>> Begin SUPPLIED DATA

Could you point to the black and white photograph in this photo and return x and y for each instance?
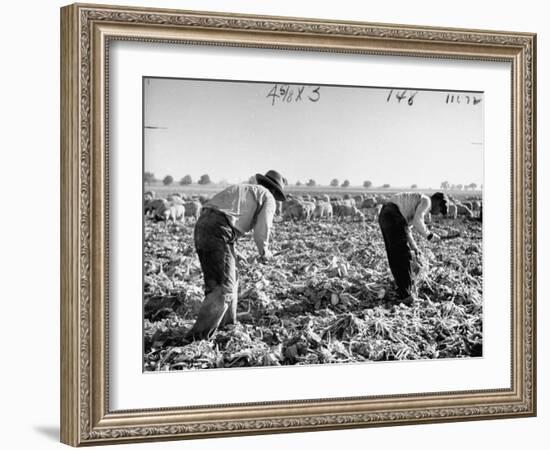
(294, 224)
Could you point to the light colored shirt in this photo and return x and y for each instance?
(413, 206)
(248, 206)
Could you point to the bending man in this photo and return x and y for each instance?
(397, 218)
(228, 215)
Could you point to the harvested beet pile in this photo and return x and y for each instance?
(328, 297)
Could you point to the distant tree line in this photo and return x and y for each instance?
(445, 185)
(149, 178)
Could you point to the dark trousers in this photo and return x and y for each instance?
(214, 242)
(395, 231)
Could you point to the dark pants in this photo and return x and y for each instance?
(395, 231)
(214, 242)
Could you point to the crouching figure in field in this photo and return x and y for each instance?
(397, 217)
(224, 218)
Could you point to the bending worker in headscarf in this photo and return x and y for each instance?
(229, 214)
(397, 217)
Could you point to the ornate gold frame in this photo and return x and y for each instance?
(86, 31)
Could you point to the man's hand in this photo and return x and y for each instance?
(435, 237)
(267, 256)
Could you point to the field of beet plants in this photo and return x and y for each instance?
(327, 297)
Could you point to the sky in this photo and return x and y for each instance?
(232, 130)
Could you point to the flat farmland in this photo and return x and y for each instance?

>> End SUPPLIED DATA
>> Begin SUPPLIED DATA

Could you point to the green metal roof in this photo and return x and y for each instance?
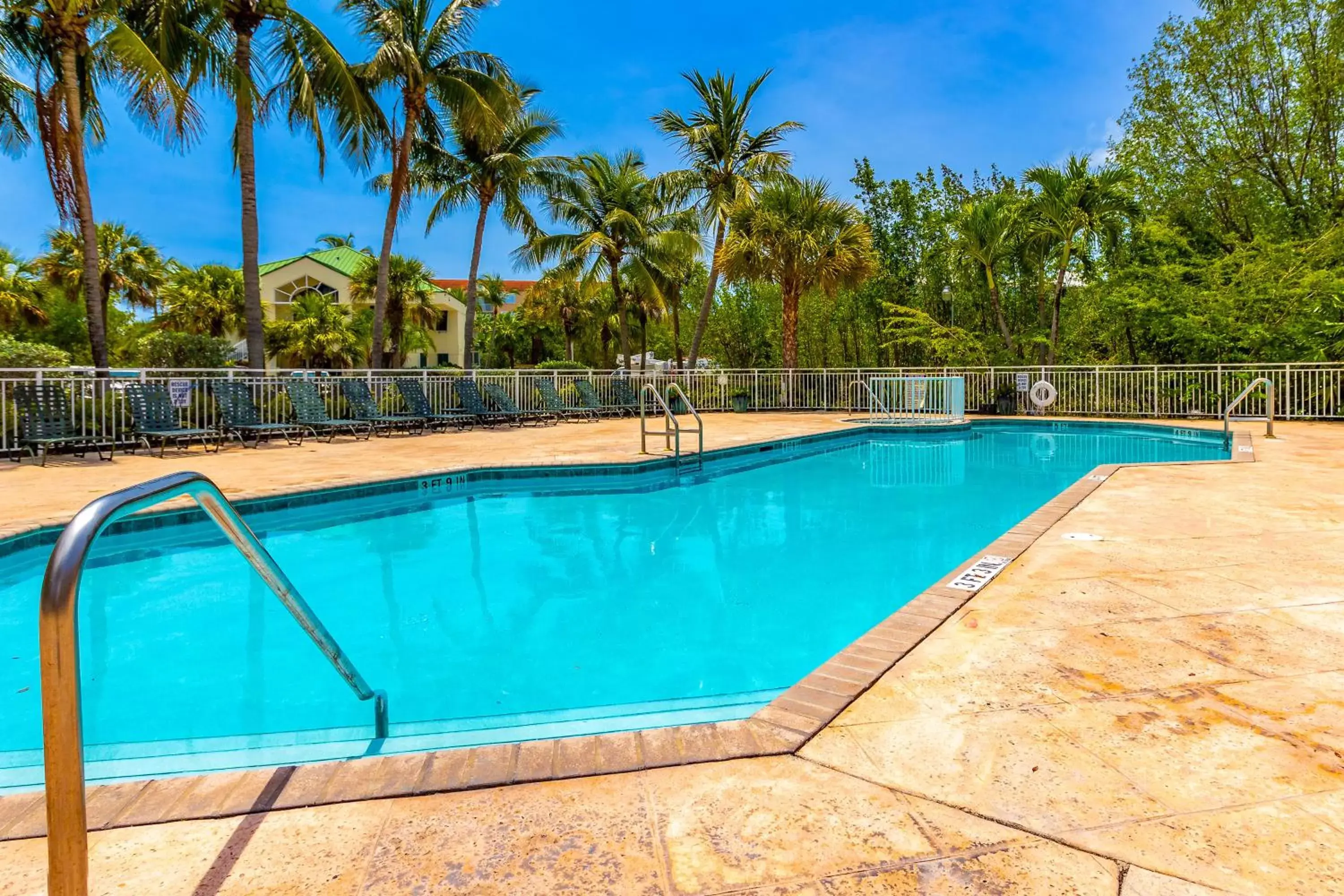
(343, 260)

>> End SUPPLIED DATA
>> Begin SUPPLIED DATA

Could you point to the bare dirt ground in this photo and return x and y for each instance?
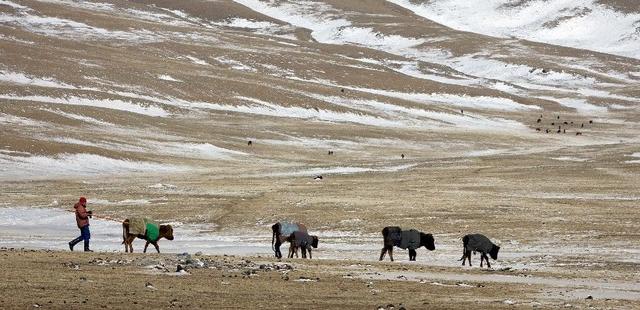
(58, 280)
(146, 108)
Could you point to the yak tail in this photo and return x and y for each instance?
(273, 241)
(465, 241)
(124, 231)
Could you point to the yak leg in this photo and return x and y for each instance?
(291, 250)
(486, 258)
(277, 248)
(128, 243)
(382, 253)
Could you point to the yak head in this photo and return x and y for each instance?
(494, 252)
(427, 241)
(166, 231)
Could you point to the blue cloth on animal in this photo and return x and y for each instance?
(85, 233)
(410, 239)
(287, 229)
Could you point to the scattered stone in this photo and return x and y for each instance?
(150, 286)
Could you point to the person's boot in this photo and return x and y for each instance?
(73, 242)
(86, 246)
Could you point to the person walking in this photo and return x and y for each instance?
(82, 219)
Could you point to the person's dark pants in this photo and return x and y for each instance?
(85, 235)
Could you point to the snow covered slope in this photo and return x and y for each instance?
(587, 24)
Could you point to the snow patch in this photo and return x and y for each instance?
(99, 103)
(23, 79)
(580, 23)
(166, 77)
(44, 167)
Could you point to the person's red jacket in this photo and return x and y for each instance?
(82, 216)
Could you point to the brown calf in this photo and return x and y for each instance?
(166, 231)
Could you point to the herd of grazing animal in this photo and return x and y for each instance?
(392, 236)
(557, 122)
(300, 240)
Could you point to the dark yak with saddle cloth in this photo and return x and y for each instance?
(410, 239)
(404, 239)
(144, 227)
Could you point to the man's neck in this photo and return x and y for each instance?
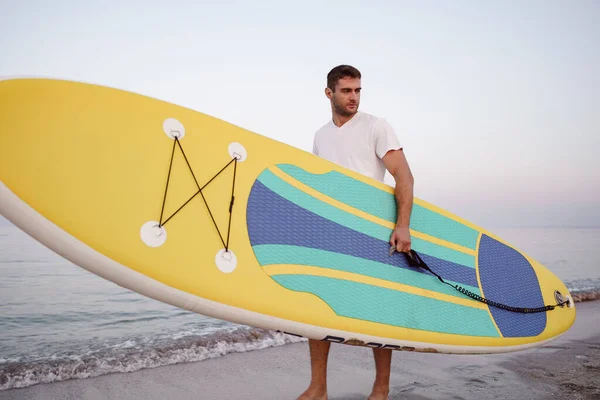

>> End SUPPLIED DATA

> EXERCISE DESCRIPTION: Please recast the part of the listing above that opens with the line containing "Could you point to the harvested" and closes with the line containing "Could you point to the flat" as a numbered list, leaving out any blank lines and nothing else.

> THE SOLUTION:
1. Could you point to the harvested beet pile in this photo and return x and y for each instance?
2. (328, 297)
3. Could you point to the distant tree line in this photo and return x and y for each instance?
4. (445, 185)
5. (149, 178)
6. Could you point to the dark trousers in this photo and return x and y for each instance?
7. (214, 242)
8. (395, 231)
9. Could you point to the dark pants in this photo and return x and y for each instance?
10. (395, 231)
11. (214, 242)
12. Could you point to the crouching figure in field in this photo and return x and y for each instance?
13. (397, 217)
14. (224, 218)
15. Could you point to the bending worker in headscarf in this photo and return x and y for each instance?
16. (229, 214)
17. (397, 217)
18. Could you point to the ornate gold frame in this photo and return x and y for each instance?
19. (86, 31)
20. Could you point to the man's hand in this photo and return x and y for each instance?
21. (435, 237)
22. (267, 256)
23. Could you point to the field of beet plants in this photo and return x and y for each instance?
24. (327, 297)
25. Could you point to the sky in this photo and return x and y for each instance?
26. (232, 130)
27. Could you point to the flat farmland in this photo and return x and y for each instance?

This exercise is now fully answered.